**EXERCISE PROMPT**
Return every line of the data below verbatim, leaving out the pictures.
★ ★ ★ ★ ★
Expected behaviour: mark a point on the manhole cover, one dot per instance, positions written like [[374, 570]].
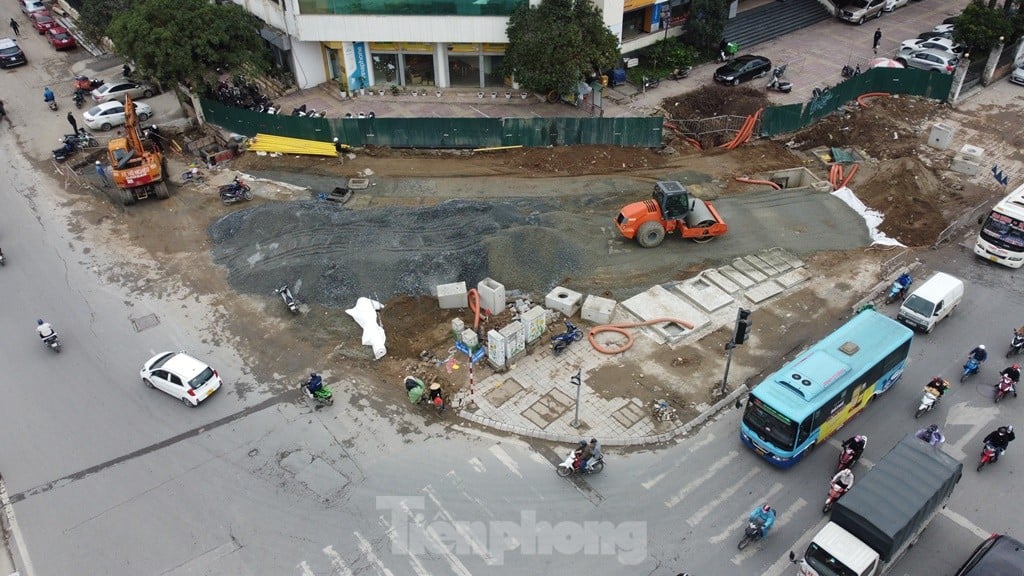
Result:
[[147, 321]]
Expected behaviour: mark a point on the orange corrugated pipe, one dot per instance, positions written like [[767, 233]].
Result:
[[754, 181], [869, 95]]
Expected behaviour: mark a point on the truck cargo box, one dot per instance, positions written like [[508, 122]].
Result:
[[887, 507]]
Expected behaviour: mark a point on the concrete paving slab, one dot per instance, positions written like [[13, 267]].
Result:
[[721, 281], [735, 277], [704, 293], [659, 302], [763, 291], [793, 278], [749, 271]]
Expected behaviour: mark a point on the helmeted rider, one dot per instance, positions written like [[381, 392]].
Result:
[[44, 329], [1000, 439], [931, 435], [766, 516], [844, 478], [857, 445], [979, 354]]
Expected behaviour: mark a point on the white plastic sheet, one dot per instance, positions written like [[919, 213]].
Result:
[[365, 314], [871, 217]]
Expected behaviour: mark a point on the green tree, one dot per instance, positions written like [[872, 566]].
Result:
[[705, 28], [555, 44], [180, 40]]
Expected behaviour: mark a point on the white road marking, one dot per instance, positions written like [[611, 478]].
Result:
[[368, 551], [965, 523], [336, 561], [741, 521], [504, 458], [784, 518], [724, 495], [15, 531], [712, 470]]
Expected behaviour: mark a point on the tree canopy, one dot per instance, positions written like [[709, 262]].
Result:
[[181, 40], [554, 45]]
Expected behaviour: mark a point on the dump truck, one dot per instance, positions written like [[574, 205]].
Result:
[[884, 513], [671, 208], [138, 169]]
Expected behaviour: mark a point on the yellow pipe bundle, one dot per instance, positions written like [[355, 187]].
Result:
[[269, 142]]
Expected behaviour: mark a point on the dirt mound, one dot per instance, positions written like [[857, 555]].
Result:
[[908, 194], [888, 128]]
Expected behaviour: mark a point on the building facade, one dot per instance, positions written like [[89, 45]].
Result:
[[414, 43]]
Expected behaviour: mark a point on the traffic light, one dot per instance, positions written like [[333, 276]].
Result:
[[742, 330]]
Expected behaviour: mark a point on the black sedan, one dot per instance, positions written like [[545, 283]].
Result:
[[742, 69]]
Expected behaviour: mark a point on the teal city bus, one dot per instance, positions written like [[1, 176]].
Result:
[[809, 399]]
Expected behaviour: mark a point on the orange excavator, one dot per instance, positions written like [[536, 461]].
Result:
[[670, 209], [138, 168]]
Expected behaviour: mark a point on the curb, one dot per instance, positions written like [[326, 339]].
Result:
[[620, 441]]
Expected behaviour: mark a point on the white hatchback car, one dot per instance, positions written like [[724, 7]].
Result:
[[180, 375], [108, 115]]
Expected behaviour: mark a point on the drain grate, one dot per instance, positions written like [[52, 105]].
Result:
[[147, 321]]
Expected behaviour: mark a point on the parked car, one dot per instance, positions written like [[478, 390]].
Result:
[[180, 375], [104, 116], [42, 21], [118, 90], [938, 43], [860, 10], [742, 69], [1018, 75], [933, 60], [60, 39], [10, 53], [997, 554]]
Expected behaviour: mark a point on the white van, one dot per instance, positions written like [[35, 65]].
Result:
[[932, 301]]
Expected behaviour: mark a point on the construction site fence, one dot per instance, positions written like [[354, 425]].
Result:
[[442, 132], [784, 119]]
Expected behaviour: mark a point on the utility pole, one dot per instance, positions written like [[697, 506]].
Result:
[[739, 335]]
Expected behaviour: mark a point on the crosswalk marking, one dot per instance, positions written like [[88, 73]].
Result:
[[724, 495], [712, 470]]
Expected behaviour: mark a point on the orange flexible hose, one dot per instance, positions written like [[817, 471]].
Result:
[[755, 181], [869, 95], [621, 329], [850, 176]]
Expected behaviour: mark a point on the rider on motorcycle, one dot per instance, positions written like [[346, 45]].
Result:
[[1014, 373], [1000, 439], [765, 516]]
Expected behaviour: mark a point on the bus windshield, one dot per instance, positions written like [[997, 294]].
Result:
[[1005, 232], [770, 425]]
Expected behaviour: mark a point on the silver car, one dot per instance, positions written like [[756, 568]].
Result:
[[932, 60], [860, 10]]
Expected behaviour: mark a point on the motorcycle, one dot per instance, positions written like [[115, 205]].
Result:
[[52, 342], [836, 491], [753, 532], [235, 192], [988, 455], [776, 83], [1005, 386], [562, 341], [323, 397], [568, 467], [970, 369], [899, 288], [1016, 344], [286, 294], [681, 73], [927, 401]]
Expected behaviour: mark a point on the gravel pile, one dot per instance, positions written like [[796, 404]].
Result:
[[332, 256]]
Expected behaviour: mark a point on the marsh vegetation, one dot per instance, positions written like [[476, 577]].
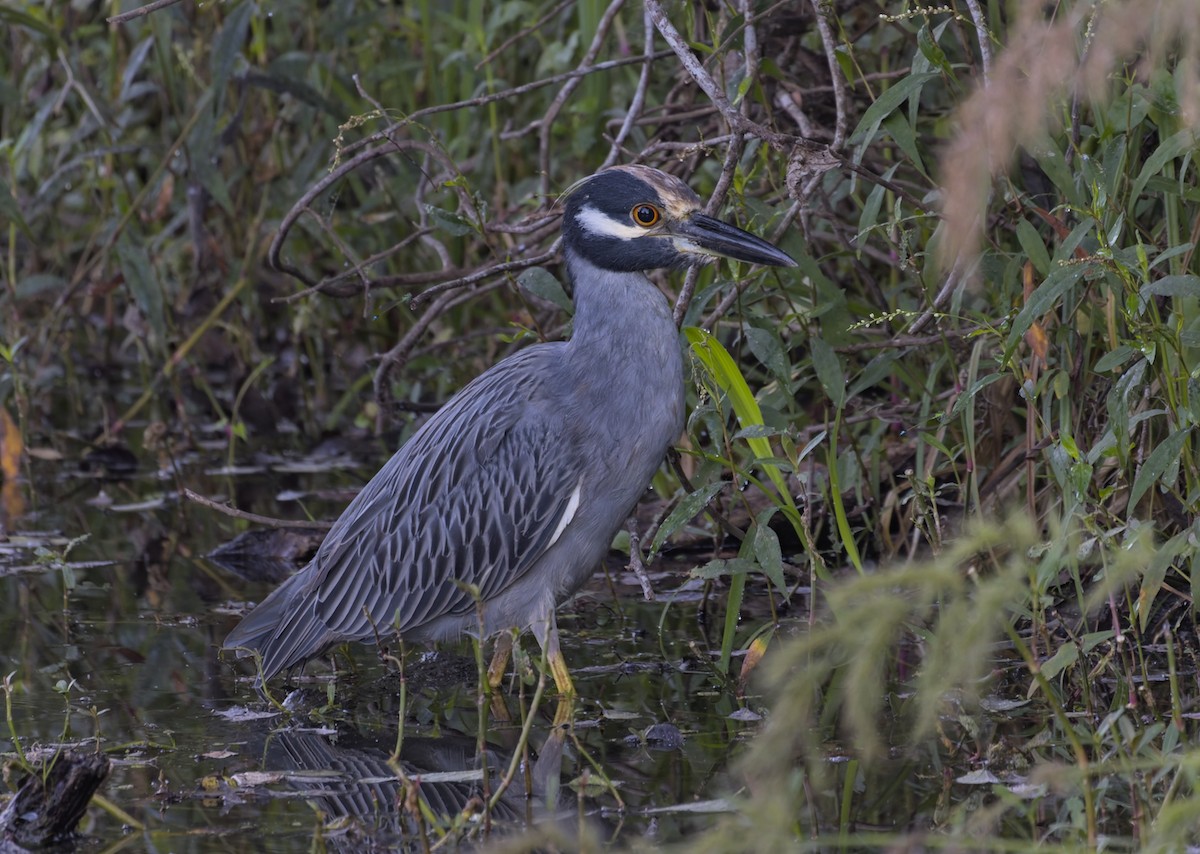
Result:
★ ★ ★ ★ ★
**SOLUTION TO THIS EXERCISE**
Expected behaviour: mark a point on the manhole cover, one dot per instance, positions written like [[374, 570]].
Result:
[[147, 321]]
Expected behaviour: mark a point on the orange corrugated pipe, one dot per instance, positions written like [[767, 233]].
Result:
[[754, 181], [869, 95]]
Expected behaviour: mark a point on the truck cargo box, one dot per instance, positions written like [[508, 122]].
Result:
[[887, 507]]
Expected behaviour: mark a point on the concrete paving slab, one dot per instance, positions written like [[13, 267]].
Result:
[[721, 281], [735, 277], [704, 293], [659, 302], [763, 291], [793, 278], [749, 271]]
Expected behaviour: mark a point on the helmeted rider, one dot per instance, positions written like [[381, 392]].
Result:
[[44, 329], [1000, 439], [931, 435], [766, 516], [844, 478], [857, 445], [979, 354]]
Expected behaviour: mark a point on the white plastic sheet, one dot per instance, positions written like [[919, 213]].
Result:
[[365, 314], [871, 217]]
Expected behaviour: mark a point on the green tree, one dot per instance, positions written like [[872, 566]].
Result:
[[705, 28], [555, 44], [180, 40]]
Expected behaviour: mark a point on the white road marking, one dot per instance, positions written like [[611, 478]].
Result:
[[368, 551], [965, 523], [336, 561], [741, 521], [504, 458], [784, 518], [724, 495], [15, 531], [712, 470]]
Expected behaviour: mark a point on the tree canopy, one dot per instance, positions written like [[709, 262]].
Result:
[[181, 40], [554, 45]]
Expected behaviour: mark a point on the dump truck, one dot per instance, positions written like [[574, 205]].
Result:
[[884, 513], [671, 208], [138, 169]]
Expected behaviour: mark a point on the yellow pipe bundle, one dot per instance, positions written like [[355, 187]].
Result:
[[269, 142]]
Expected behaviour: mark a point on the dirt mound, one dot per instance, positions written like [[857, 555]].
Result:
[[908, 194], [888, 128]]
Expected behaviour: mark a point on the building facade, one dot per instance, positions written like [[89, 45]].
Result:
[[414, 43]]
Expected behaviour: mark a point on the traffic light, one dot per instance, positions written like [[333, 276]].
Result:
[[742, 330]]
Expected behaviour: mark a point on the black sedan, one dot per instance, positions written like [[545, 283]].
Result:
[[742, 69]]
Expected behaviour: mark a point on the teal city bus, one dot per instance, positions written like [[1, 176]].
Result:
[[809, 399]]
Expected behaviour: mark a point on the orange excavator, one dot per instance, positions written like [[536, 461]].
Result:
[[670, 209], [138, 168]]
Expected behaviour: mark a point on the curb, one dot per instance, positions written like [[326, 339]].
Result:
[[620, 441]]
Expected behaviour: mark a point on the white hatchback car, one dot per instance, positions written like [[724, 7]].
Result:
[[180, 375], [108, 115]]
Expected behaviour: mark a point on the drain grate, one dot per instance, positions written like [[52, 105]].
Result:
[[147, 321]]
Expected behaviour: mark a point on the parked car, one dot per instance, positions written like [[478, 390]].
Result:
[[180, 375], [104, 116], [42, 21], [118, 90], [938, 43], [860, 10], [742, 69], [1018, 75], [933, 60], [60, 39], [10, 53], [997, 554]]
Expected behaviour: mark a point on the white van, one dot per instance, positions written like [[35, 65]].
Result:
[[932, 301]]
Expected behaviour: mark a point on the construction site fence, one dot per instance, positions written like [[354, 425]].
Result:
[[442, 132], [784, 119]]
Expected behaviour: mark a point on the utility pole, one dot per instance, positions written like [[697, 506]].
Result:
[[739, 335]]
Expected behaviour: mark a point on the crosswalk marking, one dot per instance, positions written like [[88, 73]].
Result:
[[724, 495], [712, 470]]
Expected behaviour: mark a point on the orange flexible hose, one dot per instance, positions written like [[817, 471]].
Result:
[[755, 181], [869, 95], [621, 329], [850, 176]]
Expected behaviour: mark a point on the rider on motorcycle, one dot per instance, positions written like [[346, 45]].
Result:
[[1014, 373], [1000, 439], [765, 516]]
Expected behaviour: mark a point on the bus windshield, one dot per instance, positions written like [[997, 294]].
Result:
[[1005, 232], [770, 425]]
Expected behaviour: mark a point on the silver car, one dot per instance, positions written like [[756, 568]].
Result:
[[932, 60], [860, 10]]
Expected behaviour: mark a point on the motorcycle, one dot per instance, positions written like [[115, 205]].
Result:
[[52, 342], [836, 491], [753, 532], [235, 192], [988, 455], [776, 83], [1005, 386], [562, 341], [323, 397], [568, 467], [970, 369], [899, 288], [1016, 344], [286, 294], [681, 73], [927, 401]]
Expected behaviour: mark a point on the gravel pile, one dot per instance, positions written like [[796, 404]].
Result:
[[332, 256]]
Expected behaviour: mark a point on the marsh vegetation, one dot per instance, positions written like [[476, 577]].
Result:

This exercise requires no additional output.